EXCERPTED RECORDS →

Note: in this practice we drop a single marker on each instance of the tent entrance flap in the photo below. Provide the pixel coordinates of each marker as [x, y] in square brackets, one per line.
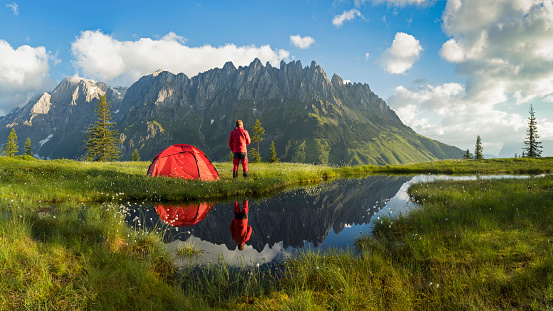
[183, 161]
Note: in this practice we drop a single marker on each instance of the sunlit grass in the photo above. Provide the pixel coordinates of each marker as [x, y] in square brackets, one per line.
[473, 245]
[77, 258]
[24, 179]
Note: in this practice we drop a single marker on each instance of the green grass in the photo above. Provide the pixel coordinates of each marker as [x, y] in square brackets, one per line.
[75, 258]
[473, 245]
[31, 180]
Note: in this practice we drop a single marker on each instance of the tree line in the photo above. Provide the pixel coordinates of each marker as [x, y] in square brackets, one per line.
[532, 149]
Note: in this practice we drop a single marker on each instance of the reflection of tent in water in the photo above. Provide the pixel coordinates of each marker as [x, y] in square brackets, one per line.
[183, 161]
[184, 215]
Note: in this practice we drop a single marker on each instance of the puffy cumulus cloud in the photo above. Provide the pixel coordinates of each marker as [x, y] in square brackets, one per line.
[503, 47]
[403, 53]
[445, 113]
[338, 20]
[399, 3]
[23, 73]
[100, 56]
[302, 43]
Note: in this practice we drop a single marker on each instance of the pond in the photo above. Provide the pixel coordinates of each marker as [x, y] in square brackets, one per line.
[326, 215]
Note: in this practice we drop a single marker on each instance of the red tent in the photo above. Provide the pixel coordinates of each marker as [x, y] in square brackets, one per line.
[183, 161]
[184, 215]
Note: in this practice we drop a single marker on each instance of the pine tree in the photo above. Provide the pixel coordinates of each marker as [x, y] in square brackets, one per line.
[102, 144]
[273, 158]
[11, 145]
[28, 149]
[533, 146]
[135, 157]
[258, 133]
[478, 149]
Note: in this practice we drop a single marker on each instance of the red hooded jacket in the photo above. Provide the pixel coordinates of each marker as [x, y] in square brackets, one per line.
[239, 228]
[239, 139]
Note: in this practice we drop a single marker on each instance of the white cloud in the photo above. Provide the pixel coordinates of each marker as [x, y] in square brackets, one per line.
[302, 43]
[346, 16]
[399, 3]
[403, 53]
[99, 56]
[503, 47]
[23, 73]
[14, 8]
[444, 112]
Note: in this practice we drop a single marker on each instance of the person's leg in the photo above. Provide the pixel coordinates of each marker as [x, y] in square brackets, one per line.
[235, 162]
[245, 167]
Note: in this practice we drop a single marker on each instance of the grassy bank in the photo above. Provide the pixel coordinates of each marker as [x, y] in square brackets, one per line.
[473, 245]
[30, 180]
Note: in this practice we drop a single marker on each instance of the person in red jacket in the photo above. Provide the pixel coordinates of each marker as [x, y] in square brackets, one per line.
[239, 228]
[239, 139]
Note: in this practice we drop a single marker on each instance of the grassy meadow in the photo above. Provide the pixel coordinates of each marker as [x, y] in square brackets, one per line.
[472, 245]
[27, 179]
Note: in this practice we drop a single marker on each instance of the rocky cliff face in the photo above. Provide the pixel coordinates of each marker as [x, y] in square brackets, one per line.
[57, 122]
[309, 117]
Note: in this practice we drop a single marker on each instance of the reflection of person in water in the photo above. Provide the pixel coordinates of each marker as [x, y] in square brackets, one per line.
[239, 228]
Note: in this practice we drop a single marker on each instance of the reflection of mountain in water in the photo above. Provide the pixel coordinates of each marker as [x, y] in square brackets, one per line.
[297, 216]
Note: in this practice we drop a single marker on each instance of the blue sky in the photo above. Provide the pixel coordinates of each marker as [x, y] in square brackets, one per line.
[451, 69]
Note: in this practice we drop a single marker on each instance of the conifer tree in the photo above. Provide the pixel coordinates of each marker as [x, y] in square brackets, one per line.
[273, 157]
[135, 157]
[28, 149]
[533, 146]
[11, 145]
[258, 133]
[102, 144]
[478, 149]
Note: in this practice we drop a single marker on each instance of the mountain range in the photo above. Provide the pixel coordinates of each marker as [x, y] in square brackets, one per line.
[310, 118]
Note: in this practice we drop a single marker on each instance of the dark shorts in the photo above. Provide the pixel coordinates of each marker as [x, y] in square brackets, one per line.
[240, 155]
[240, 216]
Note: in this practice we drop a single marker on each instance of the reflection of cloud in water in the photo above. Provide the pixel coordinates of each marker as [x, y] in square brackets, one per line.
[320, 216]
[213, 253]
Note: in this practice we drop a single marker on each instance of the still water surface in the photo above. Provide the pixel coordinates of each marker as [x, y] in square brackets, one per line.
[327, 215]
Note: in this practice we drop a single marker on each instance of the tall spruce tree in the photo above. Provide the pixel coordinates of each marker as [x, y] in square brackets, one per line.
[258, 133]
[135, 157]
[273, 157]
[28, 148]
[533, 146]
[478, 149]
[102, 143]
[11, 145]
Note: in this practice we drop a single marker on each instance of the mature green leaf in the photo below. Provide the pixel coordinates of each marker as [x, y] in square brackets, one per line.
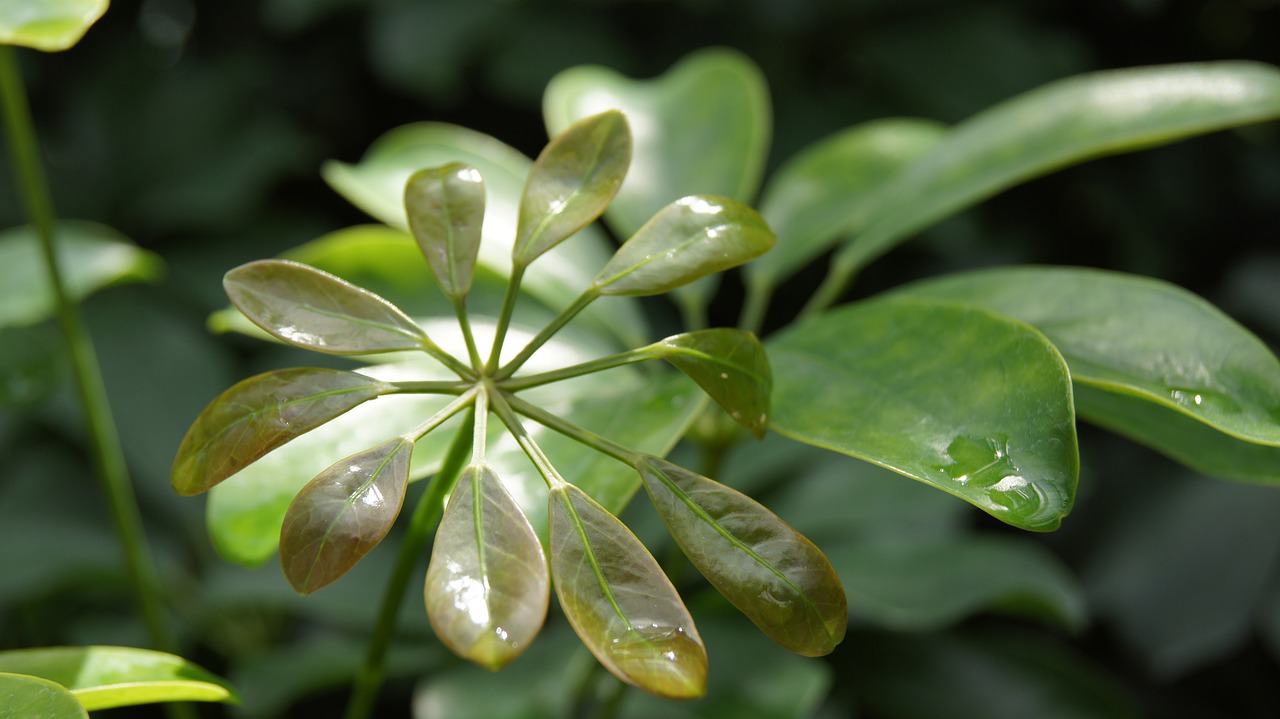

YOUR INSTRUCTIONS → Output the data exactly. Pictures don't belong in the result.

ANSWER →
Note: in this practice we drop a single marker on each instance of the tent entrance flap in the photo below. Provide the pixel coordinates of each marker as [x, y] in square brackets, one per line.
[183, 161]
Note: in this practice we drop a single marker on each instance of the sunlit grass in the photo above. Provide the pixel coordinates of each marker as [x, y] in square brackets, one per line.
[473, 245]
[77, 258]
[24, 179]
Note: in this practice we drop a single marker on each instance of the green grass in the photo above. Provide the pixel coordinates of each marker as [x, y] in square brackets, one per line.
[75, 258]
[473, 245]
[31, 180]
Note: in this practice we drop a single marker on each instance of the tree line in the photo above. Provide the pixel coordinates of each marker as [x, y] in square brackets, one per line.
[532, 149]
Note: in this practice we drop a single marker on each instance of the reflection of tent in water in the photo above. Provide the pixel coordinates of each marker as [x, y] in square brackets, one per line.
[183, 161]
[184, 215]
Note: in this practice we drop a single marker on each instance of the puffy cumulus cloud in the photo above. Provide the pixel coordinates of each marker as [x, y] in square brackets, one per line.
[503, 47]
[403, 53]
[445, 113]
[338, 20]
[399, 3]
[23, 73]
[100, 56]
[302, 43]
Note: in this practice we drop a single marker on each instance of the pond in the photo above. Provide the pixel coordinates of each marker as [x, y] in square brackets, one per line.
[326, 215]
Note: in this practice we drop a single marker on each instance of the red tent in the photo above. Provide the pixel coordinates of each marker as [x, y] in square brackets, one per line.
[183, 161]
[184, 215]
Note: in this practice we drop a single marker on each instance of the pine tree in the photo above. Provide the pixel coordinates of each marker as [x, y] in square brackets, one per line.
[102, 144]
[273, 158]
[11, 145]
[28, 149]
[533, 146]
[135, 157]
[258, 133]
[478, 149]
Note: in this practice we drop a single marker on each instance of the red hooded jacket in the photo above. Provide the pixel coordinates of each marker as [x, y] in square brackets, one per line.
[239, 228]
[239, 139]
Note: in this practice we drop a single marker on each instance of the white cloud in the photo above. Provide the pixel coordinates of each marker as [x, y] in square brackets, one per line.
[302, 43]
[346, 16]
[399, 3]
[403, 53]
[99, 56]
[503, 47]
[23, 73]
[14, 8]
[444, 112]
Note: in this practice we drop a single marker on each instance of the person's leg in the photo above. Provide the pixel coordinates of each marker as [x, y] in square brackets, one per line.
[235, 162]
[245, 167]
Note: in this practice we drop a single marker on each instance of the grassy bank in the photo above. Provide the pixel coordinates of each marker as [x, y] in square brackets, one per line.
[473, 245]
[30, 180]
Note: in this practice we drop a single marker on each instance of the person in red jacket in the photo above. Provide the pixel coordinates of each marker as [x, y] in square brackets, one per line.
[239, 228]
[239, 139]
Note: in this practice we drop a single marker on each instance of the grassy meadow in the photo above. Provide the pixel coordinates of each marker as [x, y] in square brackets, one per line.
[472, 245]
[27, 179]
Note: in this practice we drop a single marker on each instance of the rocky cliff face in the photo above. Provide the pixel coordinates of each marker as [x, y] in square brackets, one per line.
[57, 122]
[309, 117]
Note: in this practice we drop a single marker on each instance of the reflection of person in water in the photo above. Provide the pixel coordinates of each marker as [x, y] in square brackets, one per line.
[239, 228]
Note: in this practice we drop a single marker on each instance of the reflection of mountain in water in the photo above. Provide the pixel coordinates of each marker as [x, y] in square brackets, one per line.
[297, 216]
Note: in this practice we drop a single marker on each instance of the blue sky in the photo above. Provide the pixel coordinates of each marker as [x, y] in square brackets, one per line.
[451, 69]
Note: in this practice we drop a single marker on each instance of the conifer tree in the photo above. Provide the pixel coordinates of each marker as [x, y] in square brackets, one per line.
[273, 157]
[135, 157]
[28, 149]
[533, 146]
[11, 145]
[258, 133]
[102, 144]
[478, 149]
Note: in this practice we drop a single marker on each instance of the mountain range in the photo above. Provide the pixel coordinates of each marker as [x, y] in square brackets, one per line.
[310, 118]
Note: in this practice we drop a single marker on each instance of the dark shorts in the photo above. Provide the pixel coordinates of each marker as [x, y] in square brackets, one per line.
[240, 155]
[240, 216]
Note: in this practice we drop a single marker on each instance of the reflection of cloud in water in the photo above. Provide the pixel coordinates of each marker as [x, y] in square brackets, one per line.
[320, 216]
[213, 253]
Note: in this practice we drop a single marker on each instance of the still water surface in the photo above. Provide the pixel coordinates of each marker as [x, y] in square brackets, one per line.
[327, 215]
Note: in this practice we drop a single marker on each instance of the tall spruce tree in the photo above. Provide the pixel coordinates of each marker as [x, y] in square brackets, one per line.
[258, 133]
[135, 157]
[273, 157]
[28, 148]
[533, 146]
[478, 149]
[102, 143]
[11, 145]
Note: in this practice we drop a single marker on each instance of the mature green leaf in the photo below. Provide the pixel coordinates of each marker as [x, y] in square brackets, one per line.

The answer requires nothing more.